**What you need to do**
Line by line, give the data again exactly as it appears.
*** Records for this exercise Section Begins ***
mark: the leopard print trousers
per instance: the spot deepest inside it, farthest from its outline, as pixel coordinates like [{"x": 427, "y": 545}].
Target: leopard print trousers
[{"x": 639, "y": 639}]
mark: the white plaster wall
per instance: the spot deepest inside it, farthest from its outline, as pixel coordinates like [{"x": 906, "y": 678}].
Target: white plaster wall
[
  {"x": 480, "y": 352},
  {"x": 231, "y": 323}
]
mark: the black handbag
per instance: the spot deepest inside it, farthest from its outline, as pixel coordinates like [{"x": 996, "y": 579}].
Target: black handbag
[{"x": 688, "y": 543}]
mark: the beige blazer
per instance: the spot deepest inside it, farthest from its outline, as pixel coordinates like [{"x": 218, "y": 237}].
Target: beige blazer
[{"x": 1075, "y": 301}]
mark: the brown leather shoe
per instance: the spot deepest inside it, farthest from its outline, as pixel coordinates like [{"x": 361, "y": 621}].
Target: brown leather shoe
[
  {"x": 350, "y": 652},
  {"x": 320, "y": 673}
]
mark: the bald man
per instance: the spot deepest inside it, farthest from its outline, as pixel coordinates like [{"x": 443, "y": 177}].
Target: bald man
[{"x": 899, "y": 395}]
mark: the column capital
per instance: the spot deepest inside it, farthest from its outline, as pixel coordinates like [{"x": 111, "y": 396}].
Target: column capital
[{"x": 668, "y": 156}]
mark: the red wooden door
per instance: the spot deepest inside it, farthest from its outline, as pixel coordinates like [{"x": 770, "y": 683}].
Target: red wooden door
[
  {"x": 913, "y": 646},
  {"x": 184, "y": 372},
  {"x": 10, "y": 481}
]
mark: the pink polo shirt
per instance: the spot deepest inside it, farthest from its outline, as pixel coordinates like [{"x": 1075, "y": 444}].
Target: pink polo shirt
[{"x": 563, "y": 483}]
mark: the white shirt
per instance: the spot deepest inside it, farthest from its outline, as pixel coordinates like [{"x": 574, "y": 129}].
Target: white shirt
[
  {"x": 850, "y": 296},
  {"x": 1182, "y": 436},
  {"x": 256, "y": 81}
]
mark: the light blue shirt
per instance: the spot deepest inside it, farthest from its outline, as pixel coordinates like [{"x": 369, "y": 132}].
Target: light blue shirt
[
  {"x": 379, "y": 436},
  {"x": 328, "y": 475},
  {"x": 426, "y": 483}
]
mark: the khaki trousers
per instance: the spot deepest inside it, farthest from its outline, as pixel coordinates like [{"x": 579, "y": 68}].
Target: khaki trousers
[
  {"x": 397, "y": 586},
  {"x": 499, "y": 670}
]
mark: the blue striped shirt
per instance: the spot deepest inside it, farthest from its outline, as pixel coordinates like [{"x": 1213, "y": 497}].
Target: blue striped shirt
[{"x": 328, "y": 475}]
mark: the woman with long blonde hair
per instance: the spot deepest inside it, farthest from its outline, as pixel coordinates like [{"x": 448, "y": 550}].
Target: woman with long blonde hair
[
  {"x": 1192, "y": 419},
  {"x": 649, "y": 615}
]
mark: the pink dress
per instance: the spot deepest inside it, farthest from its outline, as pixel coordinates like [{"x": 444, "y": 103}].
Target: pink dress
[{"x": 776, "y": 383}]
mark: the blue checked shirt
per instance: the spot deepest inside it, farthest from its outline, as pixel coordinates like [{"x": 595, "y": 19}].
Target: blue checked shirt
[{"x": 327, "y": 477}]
*** Records for this exercise Section Ends ***
**Response box**
mark: the leopard print trousers
per instance: the spot deepest inside it, farthest from its outline, as pixel coordinates like [{"x": 427, "y": 545}].
Target: leopard print trousers
[{"x": 639, "y": 639}]
mark: the white plaster wall
per instance: the spot deepest inside it, farthest from its outline, as pixel coordinates like [{"x": 906, "y": 678}].
Target: white plaster wall
[
  {"x": 480, "y": 352},
  {"x": 231, "y": 323}
]
mark: the black handbag
per instance: the spot deepest inside it, farthest from its outline, as pixel coordinates like [{"x": 996, "y": 579}].
Target: black handbag
[{"x": 688, "y": 543}]
mark: the beige blazer
per instance: the spot deepest inside it, farthest from its outline, as pixel coordinates like [{"x": 218, "y": 237}].
Target: beige blazer
[{"x": 1075, "y": 301}]
mark: the brown leather shoe
per instance: the spot deepest inside it, farthest from its outline, as pixel coordinates like [{"x": 361, "y": 621}].
Target: brown leather shoe
[
  {"x": 350, "y": 652},
  {"x": 320, "y": 673}
]
mark: the bald man
per instance: the spot deepest inside it, farthest from its outline, as pixel coordinates like [{"x": 443, "y": 177}].
Target: bald man
[{"x": 899, "y": 395}]
mark: the column capital
per instance: the spot deepest inside it, farthest from its outline, as pixel coordinates like [{"x": 111, "y": 396}].
Target: column capital
[{"x": 668, "y": 156}]
mark: the red wooden door
per instance: the spot deepest inside it, farthest from its outline, as pixel coordinates like [{"x": 770, "y": 683}].
Target: red wooden door
[
  {"x": 913, "y": 646},
  {"x": 184, "y": 372},
  {"x": 10, "y": 481}
]
mark: the pink polo shirt
per instance: the spot deepest inside it, farthest from its outline, as pixel coordinates like [{"x": 1075, "y": 444}].
Target: pink polo shirt
[{"x": 563, "y": 483}]
mark: the white shirt
per instance: the spot deepest inside it, farthest from its outline, as pixel coordinates like [{"x": 574, "y": 129}].
Target: white shirt
[
  {"x": 850, "y": 296},
  {"x": 1182, "y": 436},
  {"x": 256, "y": 81}
]
mark: the light blue shirt
per instance: the spot deepest inside it, farthest from its outline, as pixel coordinates like [{"x": 369, "y": 132}].
Target: light blue shirt
[
  {"x": 379, "y": 436},
  {"x": 328, "y": 475},
  {"x": 426, "y": 483}
]
mark: the khaki trousers
per instance: the spot deepest inside it, farthest from its outline, as pixel coordinates like [{"x": 579, "y": 68}].
Target: khaki trousers
[
  {"x": 397, "y": 586},
  {"x": 499, "y": 670}
]
mark: the blue striped shirt
per instance: the spot deepest inside it, farthest from its outline, as pixel coordinates like [{"x": 1213, "y": 497}].
Target: blue striped shirt
[{"x": 328, "y": 475}]
mark: the woman with long blonde hair
per instance: the spot deepest inside it, farthest from its outline, as pixel coordinates like [{"x": 448, "y": 550}].
Target: woman with long blonde hair
[
  {"x": 1192, "y": 419},
  {"x": 649, "y": 615}
]
mark: the pink dress
per instance: the spot deepest inside it, farthest from its outline, as pixel coordinates like [{"x": 444, "y": 103}].
Target: pink dress
[{"x": 776, "y": 383}]
mark: the blue checked shirt
per instance: the spot deepest inside it, farthest from its outline, as pixel coordinates like [{"x": 595, "y": 19}].
Target: blue checked shirt
[{"x": 327, "y": 477}]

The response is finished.